▸ Set problem:
Repeat the listing in full, exactly as it stands.

▸ Records for the task:
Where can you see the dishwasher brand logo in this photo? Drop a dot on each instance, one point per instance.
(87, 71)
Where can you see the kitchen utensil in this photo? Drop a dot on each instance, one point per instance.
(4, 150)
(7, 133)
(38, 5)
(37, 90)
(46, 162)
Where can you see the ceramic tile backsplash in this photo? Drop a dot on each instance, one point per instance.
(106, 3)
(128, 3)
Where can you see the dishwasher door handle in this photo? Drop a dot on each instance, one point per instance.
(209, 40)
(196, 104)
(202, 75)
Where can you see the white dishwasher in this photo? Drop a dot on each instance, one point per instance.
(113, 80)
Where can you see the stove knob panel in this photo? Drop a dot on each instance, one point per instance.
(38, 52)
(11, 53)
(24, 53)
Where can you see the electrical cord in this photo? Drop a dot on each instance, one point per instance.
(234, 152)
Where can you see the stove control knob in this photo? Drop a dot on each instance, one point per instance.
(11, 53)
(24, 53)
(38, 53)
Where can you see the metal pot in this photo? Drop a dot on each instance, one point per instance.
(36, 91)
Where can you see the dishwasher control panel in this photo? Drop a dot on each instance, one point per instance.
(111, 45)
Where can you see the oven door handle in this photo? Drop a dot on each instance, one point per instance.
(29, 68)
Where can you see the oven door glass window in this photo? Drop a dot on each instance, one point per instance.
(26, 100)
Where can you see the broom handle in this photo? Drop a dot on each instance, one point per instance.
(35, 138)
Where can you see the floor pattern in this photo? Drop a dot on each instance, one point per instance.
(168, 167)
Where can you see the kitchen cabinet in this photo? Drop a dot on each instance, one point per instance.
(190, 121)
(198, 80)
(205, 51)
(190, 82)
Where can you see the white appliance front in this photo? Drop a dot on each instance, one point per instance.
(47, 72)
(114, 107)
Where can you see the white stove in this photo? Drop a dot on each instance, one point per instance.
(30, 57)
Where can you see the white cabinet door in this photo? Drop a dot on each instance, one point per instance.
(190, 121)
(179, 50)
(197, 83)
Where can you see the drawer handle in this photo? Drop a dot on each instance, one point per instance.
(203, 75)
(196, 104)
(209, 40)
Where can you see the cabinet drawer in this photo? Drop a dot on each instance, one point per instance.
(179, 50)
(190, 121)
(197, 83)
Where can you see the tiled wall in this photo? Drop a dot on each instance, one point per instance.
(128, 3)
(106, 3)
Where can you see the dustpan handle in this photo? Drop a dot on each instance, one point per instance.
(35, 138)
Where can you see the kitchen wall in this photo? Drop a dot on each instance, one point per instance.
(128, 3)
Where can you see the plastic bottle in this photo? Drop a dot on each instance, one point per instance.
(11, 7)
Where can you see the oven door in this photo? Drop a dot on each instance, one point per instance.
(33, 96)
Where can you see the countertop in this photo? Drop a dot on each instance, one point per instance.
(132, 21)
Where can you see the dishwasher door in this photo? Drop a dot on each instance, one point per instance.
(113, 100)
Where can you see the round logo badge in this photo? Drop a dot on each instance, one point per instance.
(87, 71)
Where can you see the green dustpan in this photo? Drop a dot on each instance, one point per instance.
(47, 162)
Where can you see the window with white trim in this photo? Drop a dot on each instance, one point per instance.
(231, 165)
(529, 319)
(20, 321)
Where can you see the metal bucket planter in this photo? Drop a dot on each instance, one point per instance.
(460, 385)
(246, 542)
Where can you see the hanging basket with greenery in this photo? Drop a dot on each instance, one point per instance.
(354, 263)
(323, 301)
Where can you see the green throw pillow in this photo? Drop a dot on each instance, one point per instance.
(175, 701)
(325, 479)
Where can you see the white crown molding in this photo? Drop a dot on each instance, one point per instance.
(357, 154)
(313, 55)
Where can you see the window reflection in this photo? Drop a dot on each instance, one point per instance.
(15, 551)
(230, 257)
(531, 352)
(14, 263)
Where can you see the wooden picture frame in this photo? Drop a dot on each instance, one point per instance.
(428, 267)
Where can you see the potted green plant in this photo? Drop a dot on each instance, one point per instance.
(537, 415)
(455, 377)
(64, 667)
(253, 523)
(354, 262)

▸ Response to this exercise:
Where can you see the dishwasher brand logo in this photo? Drop a dot on each instance, one point per instance.
(87, 71)
Where can you see the kitchen utensil in this photo? Drop a dot on each instance, one point per instance.
(4, 150)
(7, 133)
(38, 5)
(37, 90)
(46, 162)
Where can you see the ceramic tile backsplash in this photo? Drop a dot on each instance, one point per instance.
(106, 3)
(128, 3)
Where can you see the dishwasher door handle in this photo? Drop a dot on each instance, one point per instance.
(209, 40)
(196, 104)
(202, 75)
Where can you see the white dishwasher in this photo? Drop a dot on each instance, one point per instance.
(113, 80)
Where can you see the stove knob panel in this photo? Drop a dot on each instance, one point per instance.
(38, 52)
(11, 53)
(24, 53)
Where can you see the electrical cord in this photo? Drop a dot on each instance, one point per instance.
(234, 152)
Where can you see the stove control knob in this photo? Drop a dot on each instance, one point per instance.
(11, 53)
(24, 53)
(38, 53)
Where can you see the metal pot in this photo? Drop a dot on each instance, one point per instance.
(36, 91)
Where can you see the dishwasher control panel in this photo? Drop a dot on each instance, one point per instance.
(111, 45)
Where can you see the oven door handle in this photo? Drop a dot on each instance, one point per instance.
(29, 68)
Where can you see the oven door glass window in this photo? Drop a dot on each instance, one point per instance.
(26, 100)
Where can you see the broom handle in this photo? Drop a dot on each instance, one point per instance.
(35, 138)
Where can you see the floor pattern in this photo? Drop a dot on each instance, one point per instance.
(168, 167)
Where can you see the kitchen cabinet in this photo? Drop a dot on each instance, one point per instance.
(190, 121)
(198, 80)
(205, 51)
(190, 82)
Where can you see the white appliance front in this photo? Drop a dot on each instance, one point per instance.
(47, 72)
(114, 107)
Where can you see the white stove in this photo? Drop a dot on each instance, one point per instance.
(30, 57)
Where can you see the white cabinet door in this photo? Drop a dot on each instance, one point per instance.
(190, 121)
(179, 50)
(197, 83)
Where can you see the drawer handle in this photo? Drop a dot on each instance, one point per instance.
(203, 75)
(196, 104)
(209, 40)
Where can you see the cabinet drawer in this photo? Drop a dot on each instance, one point per instance.
(179, 50)
(190, 121)
(197, 83)
Where can you see the tiled wall in this photo? Drop a dot on each instance, one point per instance.
(128, 3)
(106, 3)
Where can you see the dustpan handle in this photo? Drop a dot on each instance, one point per instance.
(35, 138)
Where can you see the kitchen wall in this photo? Drop a dot on each instance, one point per instance.
(128, 3)
Where can you see the plastic bottle in this photo? Drop a dot on each instance, one point per instance.
(11, 7)
Where can you see the oven door in this photo? Drop a dot on each instance, one point per instance.
(33, 96)
Where can you see the countertop in this photo? Drop a dot on each instance, one point per instance.
(132, 21)
Where can you see the dishwasher door in this photo? Drop a dot on each instance, one point per instance.
(113, 100)
Where can you see the round logo badge in this photo? Drop a dot on each instance, one point per instance.
(87, 71)
Where can you see the green dustpan in this photo? Drop a dot on each instance, one point per instance.
(47, 162)
Where can you see the window with white trim in this photo? Drop a dot on each instance, one point per instance.
(231, 165)
(529, 319)
(20, 321)
Where can you see the metal bucket planter in this photo? Drop a dot on each instance, one point per instance.
(460, 385)
(246, 542)
Where can you see the hanging basket with greenery in this photo? Drop a dot on each instance, one point per instance.
(354, 263)
(323, 301)
Where can you see the green throw pillow in this photo? Drop a dot on each instance, one point per instance.
(175, 701)
(325, 479)
Where can you see the white crown molding in this photo? Drop a dot on each instance, one point per instance.
(357, 154)
(313, 55)
Where can you see the window reflection in this photo? Drop a dot on each instance, one point per instance.
(15, 551)
(230, 257)
(531, 352)
(14, 263)
Where can you see the wooden picture frame in this photo? Drop a dot on each instance, one point per instance.
(428, 267)
Where can you see the potted green plant in this photo? Drop a dot on each instance, one point per instance.
(537, 415)
(455, 377)
(64, 667)
(253, 523)
(354, 262)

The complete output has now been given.